- Extracted material -
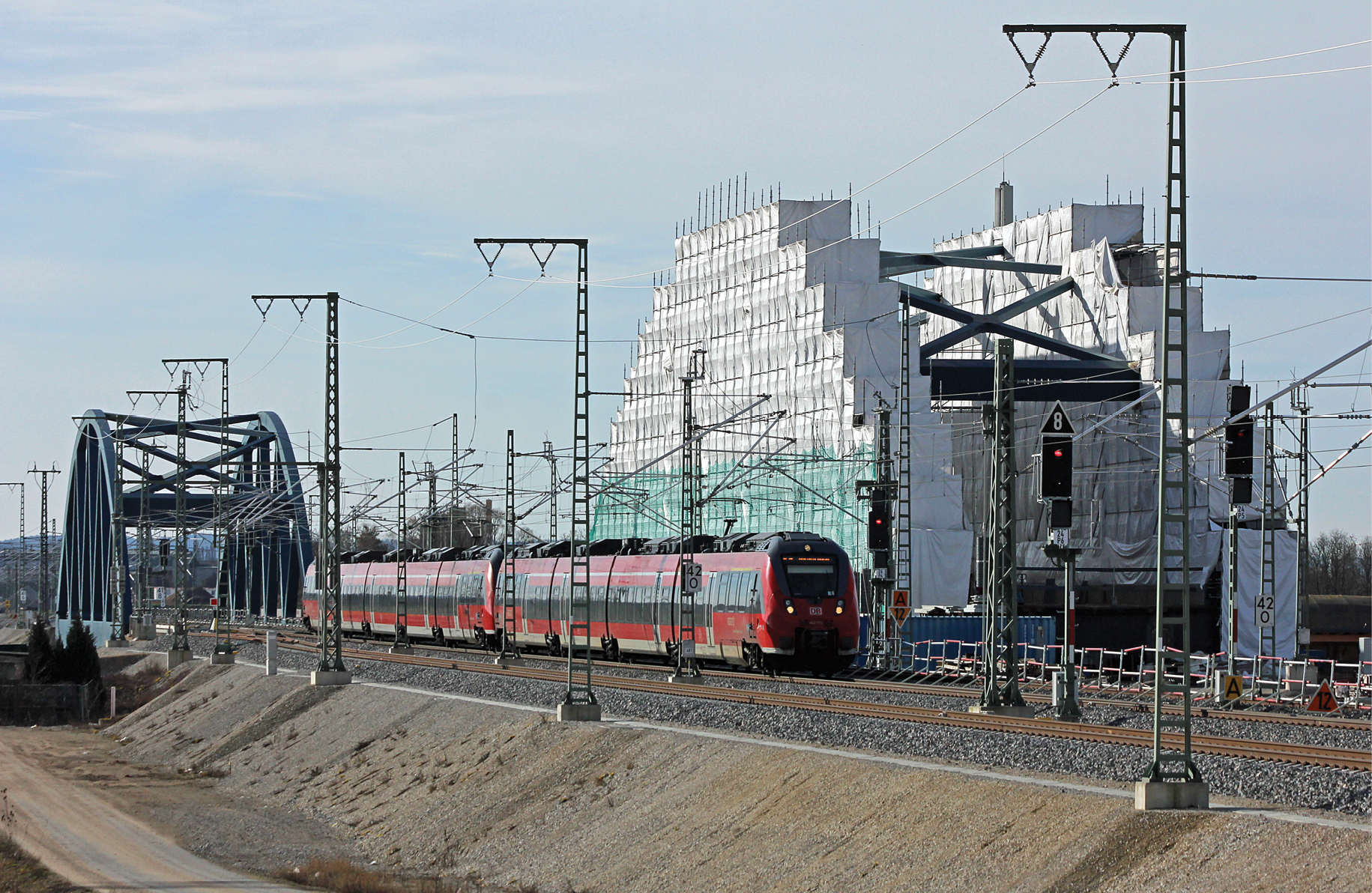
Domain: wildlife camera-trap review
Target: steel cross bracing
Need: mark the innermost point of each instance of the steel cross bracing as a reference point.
(579, 599)
(508, 579)
(1266, 604)
(1000, 617)
(331, 495)
(223, 617)
(118, 556)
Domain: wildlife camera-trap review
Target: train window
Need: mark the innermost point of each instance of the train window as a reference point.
(812, 578)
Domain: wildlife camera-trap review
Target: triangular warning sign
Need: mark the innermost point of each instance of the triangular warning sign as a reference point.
(1057, 422)
(901, 604)
(1323, 701)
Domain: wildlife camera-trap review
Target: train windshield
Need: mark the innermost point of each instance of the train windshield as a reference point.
(812, 578)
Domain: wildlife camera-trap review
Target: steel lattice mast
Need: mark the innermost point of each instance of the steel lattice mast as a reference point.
(1172, 358)
(579, 703)
(330, 670)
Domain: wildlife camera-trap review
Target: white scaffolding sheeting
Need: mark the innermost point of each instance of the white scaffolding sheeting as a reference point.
(1250, 584)
(785, 302)
(1116, 309)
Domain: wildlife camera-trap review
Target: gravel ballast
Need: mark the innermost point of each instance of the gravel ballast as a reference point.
(1250, 779)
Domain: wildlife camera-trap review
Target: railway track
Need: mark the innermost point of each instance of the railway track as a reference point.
(1236, 748)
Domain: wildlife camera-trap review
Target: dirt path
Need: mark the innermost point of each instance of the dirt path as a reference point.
(89, 843)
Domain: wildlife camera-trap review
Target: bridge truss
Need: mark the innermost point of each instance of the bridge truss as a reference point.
(128, 473)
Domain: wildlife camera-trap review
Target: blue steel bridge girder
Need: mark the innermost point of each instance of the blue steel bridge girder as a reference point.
(268, 549)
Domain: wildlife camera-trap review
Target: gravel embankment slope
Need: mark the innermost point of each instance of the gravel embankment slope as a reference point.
(431, 785)
(1269, 782)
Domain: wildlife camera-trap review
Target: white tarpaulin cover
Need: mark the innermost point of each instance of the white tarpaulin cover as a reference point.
(1114, 308)
(940, 567)
(1250, 581)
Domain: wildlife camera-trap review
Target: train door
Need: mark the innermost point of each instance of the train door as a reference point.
(652, 608)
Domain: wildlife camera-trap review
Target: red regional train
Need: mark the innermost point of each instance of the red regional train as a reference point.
(774, 601)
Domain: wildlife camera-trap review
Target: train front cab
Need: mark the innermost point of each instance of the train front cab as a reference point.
(810, 605)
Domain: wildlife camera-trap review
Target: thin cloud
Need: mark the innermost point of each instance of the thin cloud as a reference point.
(282, 194)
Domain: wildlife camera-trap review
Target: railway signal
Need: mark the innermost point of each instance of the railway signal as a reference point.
(1055, 467)
(878, 530)
(1238, 446)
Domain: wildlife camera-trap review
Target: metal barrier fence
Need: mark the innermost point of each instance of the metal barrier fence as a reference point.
(1128, 675)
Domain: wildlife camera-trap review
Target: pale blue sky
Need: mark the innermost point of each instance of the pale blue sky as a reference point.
(161, 162)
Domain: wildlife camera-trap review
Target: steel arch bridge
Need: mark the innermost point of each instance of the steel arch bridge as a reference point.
(262, 503)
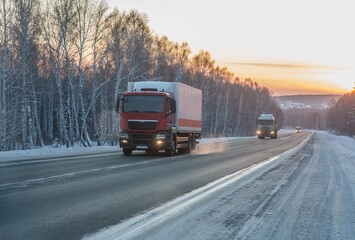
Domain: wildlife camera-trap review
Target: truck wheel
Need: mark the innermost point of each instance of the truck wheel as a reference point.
(127, 152)
(172, 149)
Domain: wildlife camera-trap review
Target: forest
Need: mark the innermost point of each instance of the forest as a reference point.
(64, 62)
(341, 115)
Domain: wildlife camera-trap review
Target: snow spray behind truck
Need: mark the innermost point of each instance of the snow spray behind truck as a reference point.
(160, 116)
(267, 126)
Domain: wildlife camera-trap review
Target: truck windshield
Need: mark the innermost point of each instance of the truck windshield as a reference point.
(266, 122)
(143, 104)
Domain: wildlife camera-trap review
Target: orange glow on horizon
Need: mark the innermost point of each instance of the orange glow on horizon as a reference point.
(294, 79)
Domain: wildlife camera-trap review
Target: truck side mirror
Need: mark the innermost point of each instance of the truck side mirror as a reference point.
(117, 107)
(173, 106)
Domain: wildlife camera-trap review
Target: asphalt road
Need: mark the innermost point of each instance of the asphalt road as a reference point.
(70, 197)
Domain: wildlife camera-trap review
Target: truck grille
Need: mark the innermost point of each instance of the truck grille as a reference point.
(142, 125)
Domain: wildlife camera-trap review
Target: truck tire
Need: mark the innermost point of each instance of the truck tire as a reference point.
(172, 149)
(127, 152)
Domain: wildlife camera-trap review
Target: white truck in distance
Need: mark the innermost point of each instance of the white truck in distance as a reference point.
(267, 126)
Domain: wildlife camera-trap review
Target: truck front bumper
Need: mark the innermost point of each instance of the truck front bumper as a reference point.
(144, 141)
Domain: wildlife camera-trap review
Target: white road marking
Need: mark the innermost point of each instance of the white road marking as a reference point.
(141, 223)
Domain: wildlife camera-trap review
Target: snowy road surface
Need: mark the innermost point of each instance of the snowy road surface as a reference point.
(225, 190)
(306, 194)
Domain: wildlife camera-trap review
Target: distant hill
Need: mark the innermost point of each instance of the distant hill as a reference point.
(305, 101)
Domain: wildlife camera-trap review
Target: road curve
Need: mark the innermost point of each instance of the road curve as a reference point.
(70, 197)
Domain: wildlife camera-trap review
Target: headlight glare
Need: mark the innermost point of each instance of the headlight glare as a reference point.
(124, 135)
(160, 136)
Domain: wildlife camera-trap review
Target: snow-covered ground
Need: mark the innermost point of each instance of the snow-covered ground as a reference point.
(305, 193)
(51, 152)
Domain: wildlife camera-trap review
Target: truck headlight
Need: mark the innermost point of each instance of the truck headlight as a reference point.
(124, 135)
(160, 136)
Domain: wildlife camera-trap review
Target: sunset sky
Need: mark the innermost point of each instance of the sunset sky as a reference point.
(291, 47)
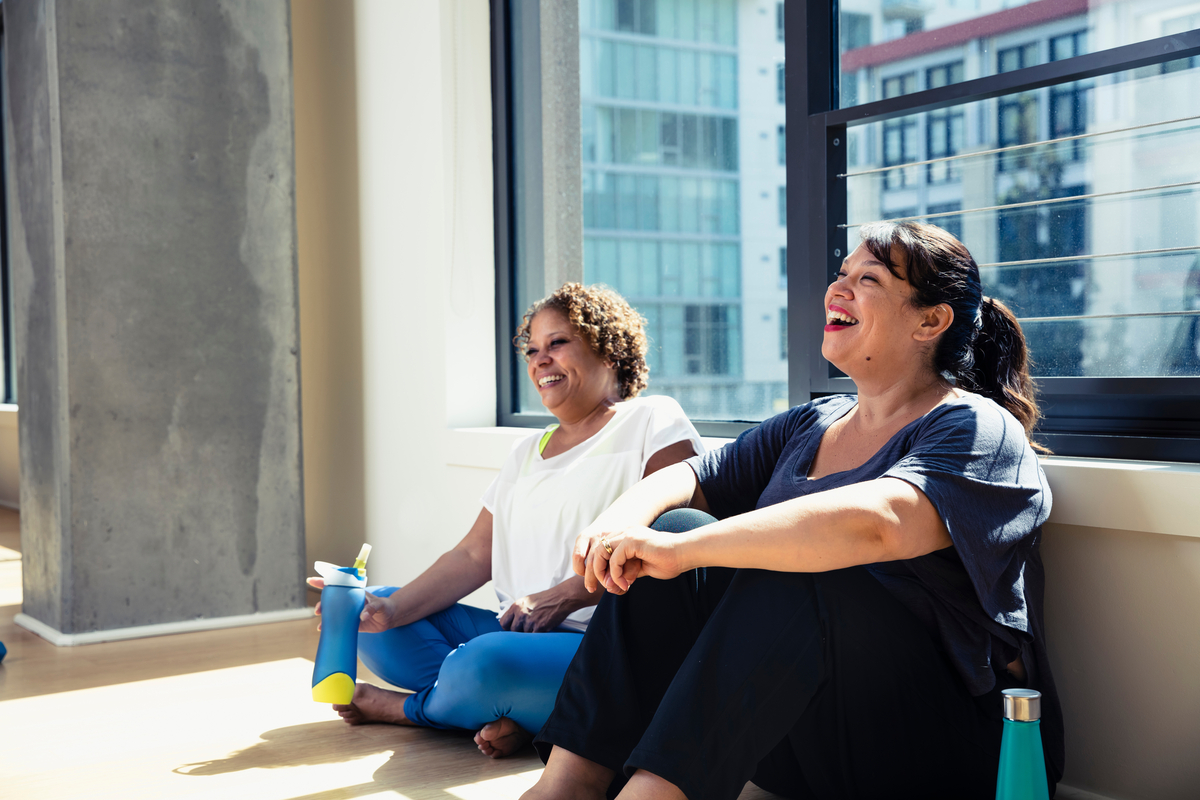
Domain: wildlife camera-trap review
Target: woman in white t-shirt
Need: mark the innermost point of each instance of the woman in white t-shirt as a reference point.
(469, 668)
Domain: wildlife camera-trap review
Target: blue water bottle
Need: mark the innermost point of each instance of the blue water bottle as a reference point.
(1023, 767)
(337, 653)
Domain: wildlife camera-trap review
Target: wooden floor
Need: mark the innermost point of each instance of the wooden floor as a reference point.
(219, 714)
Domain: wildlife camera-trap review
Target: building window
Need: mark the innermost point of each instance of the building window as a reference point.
(1068, 103)
(946, 216)
(1083, 228)
(1018, 114)
(783, 334)
(899, 136)
(663, 186)
(945, 127)
(1091, 240)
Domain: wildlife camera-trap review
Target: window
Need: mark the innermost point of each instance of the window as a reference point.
(670, 215)
(1066, 167)
(783, 334)
(899, 136)
(1068, 104)
(945, 127)
(1067, 176)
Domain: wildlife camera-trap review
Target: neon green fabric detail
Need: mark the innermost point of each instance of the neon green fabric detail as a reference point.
(545, 439)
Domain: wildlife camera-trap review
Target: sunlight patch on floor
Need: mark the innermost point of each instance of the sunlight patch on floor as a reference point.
(250, 731)
(510, 787)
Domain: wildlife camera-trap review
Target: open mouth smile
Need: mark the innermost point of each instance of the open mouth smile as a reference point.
(838, 319)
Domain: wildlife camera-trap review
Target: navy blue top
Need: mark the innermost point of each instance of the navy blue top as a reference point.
(982, 597)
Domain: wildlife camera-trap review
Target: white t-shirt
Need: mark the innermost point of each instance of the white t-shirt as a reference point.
(540, 505)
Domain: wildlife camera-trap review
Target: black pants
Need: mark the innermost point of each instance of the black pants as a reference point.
(810, 685)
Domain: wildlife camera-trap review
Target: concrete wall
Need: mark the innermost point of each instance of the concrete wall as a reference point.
(153, 246)
(330, 277)
(10, 458)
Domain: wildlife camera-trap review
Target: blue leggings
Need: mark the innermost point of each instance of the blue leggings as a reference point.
(467, 671)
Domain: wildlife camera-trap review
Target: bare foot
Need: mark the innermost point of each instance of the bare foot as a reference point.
(502, 738)
(568, 775)
(375, 704)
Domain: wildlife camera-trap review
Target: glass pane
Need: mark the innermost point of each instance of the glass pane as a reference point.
(1080, 203)
(881, 38)
(679, 194)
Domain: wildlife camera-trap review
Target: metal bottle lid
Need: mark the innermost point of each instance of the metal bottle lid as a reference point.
(1023, 704)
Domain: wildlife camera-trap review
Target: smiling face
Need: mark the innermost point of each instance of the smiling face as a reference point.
(570, 378)
(871, 325)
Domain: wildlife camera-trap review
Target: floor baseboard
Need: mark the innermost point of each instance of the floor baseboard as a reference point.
(165, 629)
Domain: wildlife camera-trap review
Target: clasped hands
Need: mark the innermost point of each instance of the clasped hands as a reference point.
(636, 552)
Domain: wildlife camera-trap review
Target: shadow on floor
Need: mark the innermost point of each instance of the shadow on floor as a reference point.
(424, 763)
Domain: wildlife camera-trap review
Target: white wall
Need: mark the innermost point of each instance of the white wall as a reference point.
(424, 121)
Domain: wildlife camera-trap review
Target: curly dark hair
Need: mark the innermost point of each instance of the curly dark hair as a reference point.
(606, 323)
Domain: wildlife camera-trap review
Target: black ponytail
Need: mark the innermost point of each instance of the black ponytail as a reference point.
(983, 349)
(1000, 365)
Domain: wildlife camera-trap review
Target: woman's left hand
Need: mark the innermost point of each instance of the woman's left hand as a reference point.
(545, 611)
(636, 552)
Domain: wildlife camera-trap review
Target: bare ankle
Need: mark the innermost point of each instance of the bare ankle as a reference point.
(569, 775)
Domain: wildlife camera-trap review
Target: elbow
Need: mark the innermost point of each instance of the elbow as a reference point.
(893, 542)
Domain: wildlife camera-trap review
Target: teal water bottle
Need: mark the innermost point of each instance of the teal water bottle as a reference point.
(335, 667)
(1023, 767)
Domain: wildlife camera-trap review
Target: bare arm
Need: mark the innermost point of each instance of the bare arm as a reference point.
(667, 456)
(672, 487)
(545, 611)
(876, 521)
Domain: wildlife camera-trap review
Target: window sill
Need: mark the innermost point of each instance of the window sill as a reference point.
(1152, 497)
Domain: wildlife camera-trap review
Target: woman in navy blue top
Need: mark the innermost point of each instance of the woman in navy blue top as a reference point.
(831, 605)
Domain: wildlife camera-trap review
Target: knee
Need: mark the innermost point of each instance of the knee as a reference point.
(485, 663)
(682, 519)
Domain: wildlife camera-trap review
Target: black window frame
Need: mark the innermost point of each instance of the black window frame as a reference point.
(1155, 419)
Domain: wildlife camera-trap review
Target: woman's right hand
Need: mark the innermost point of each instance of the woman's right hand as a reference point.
(376, 617)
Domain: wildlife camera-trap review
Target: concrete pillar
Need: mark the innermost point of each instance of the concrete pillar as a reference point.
(153, 241)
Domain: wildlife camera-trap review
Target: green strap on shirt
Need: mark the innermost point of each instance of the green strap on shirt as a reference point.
(545, 439)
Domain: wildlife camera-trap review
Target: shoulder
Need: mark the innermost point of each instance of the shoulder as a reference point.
(976, 431)
(525, 447)
(802, 416)
(653, 404)
(983, 419)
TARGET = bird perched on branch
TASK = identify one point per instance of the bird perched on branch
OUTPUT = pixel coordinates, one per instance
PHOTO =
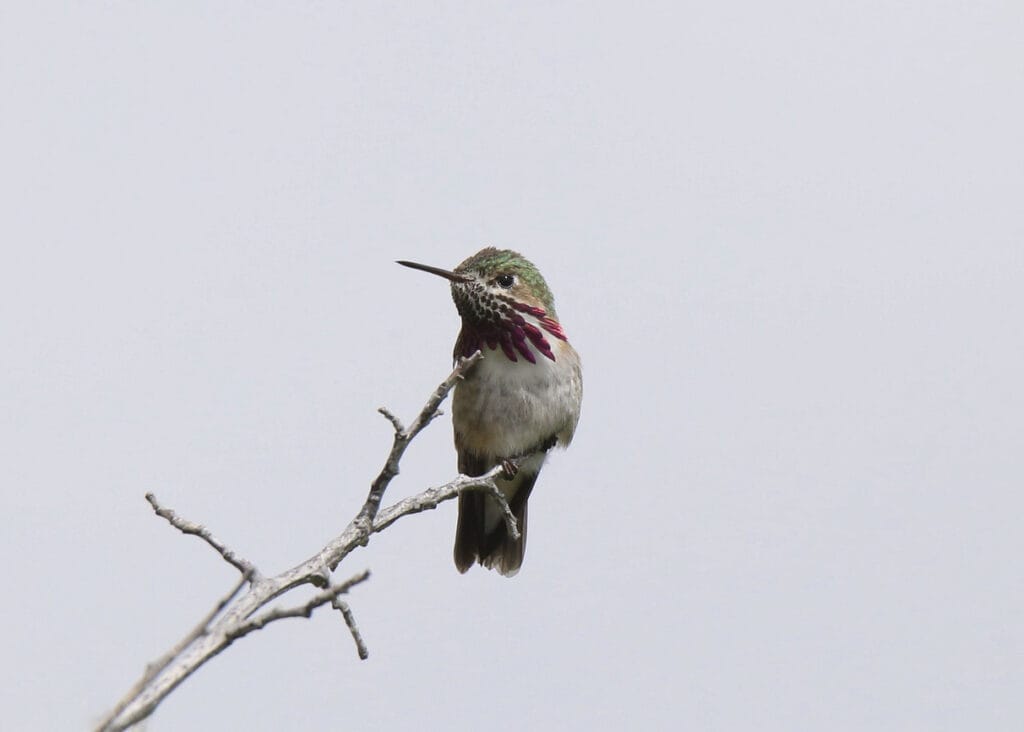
(520, 400)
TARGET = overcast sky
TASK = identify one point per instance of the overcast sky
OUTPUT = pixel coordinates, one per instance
(785, 239)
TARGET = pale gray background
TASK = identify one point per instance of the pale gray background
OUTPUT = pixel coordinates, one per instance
(786, 239)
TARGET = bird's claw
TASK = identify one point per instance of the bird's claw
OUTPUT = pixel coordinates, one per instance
(510, 469)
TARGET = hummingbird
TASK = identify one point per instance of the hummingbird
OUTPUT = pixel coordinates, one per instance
(516, 403)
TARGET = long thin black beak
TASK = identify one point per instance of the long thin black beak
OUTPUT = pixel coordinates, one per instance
(454, 276)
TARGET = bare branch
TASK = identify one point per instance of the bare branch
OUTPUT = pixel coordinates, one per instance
(238, 615)
(305, 610)
(432, 498)
(346, 612)
(158, 665)
(197, 529)
(395, 422)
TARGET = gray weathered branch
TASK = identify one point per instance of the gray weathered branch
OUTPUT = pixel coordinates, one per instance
(238, 613)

- What this task involves -
Everything from the line that contains "TARGET = bird perched on branch" to the final line of the data is to be duplicated exactly, both ends included, except the pictures.

- Task result -
TARGET = bird perched on branch
TASK = identify one point per instance of the bird perched on branch
OUTPUT = pixel coordinates, one per instance
PHOTO =
(520, 400)
TARGET = overcast sky
TASK = identify one point per instance of the overcast sky
OUTPUT = pixel coordinates, one per instance
(785, 239)
TARGET = pale gray background
TASK = identify one point per instance of the pale gray background
OUTPUT = pixel coordinates, one per instance
(786, 239)
TARGET = bird's claw
TASK = identify one point per instance of the bird's claw
OUTPUT = pixel coordinates, one per instance
(510, 469)
TARGET = hummingbird
TASK = identify one point per instance of the hummingbird
OUTPUT = pixel coordinates, one per instance
(516, 403)
TARGET = long thin black beak
TASK = identify one point per instance of the long thin black beak
OUTPUT = pixel coordinates, one per instance
(454, 276)
TARGET = bare branch
TASK = identify one point per instance of the bare branch
OUTPUT = pixel coordinates, one per instance
(238, 615)
(305, 610)
(432, 498)
(346, 612)
(158, 665)
(197, 529)
(395, 422)
TARGET = gray weathered branch
TASK = identify one point per instance of the gray weathered branch
OUTPUT = pixel coordinates, one per instance
(238, 613)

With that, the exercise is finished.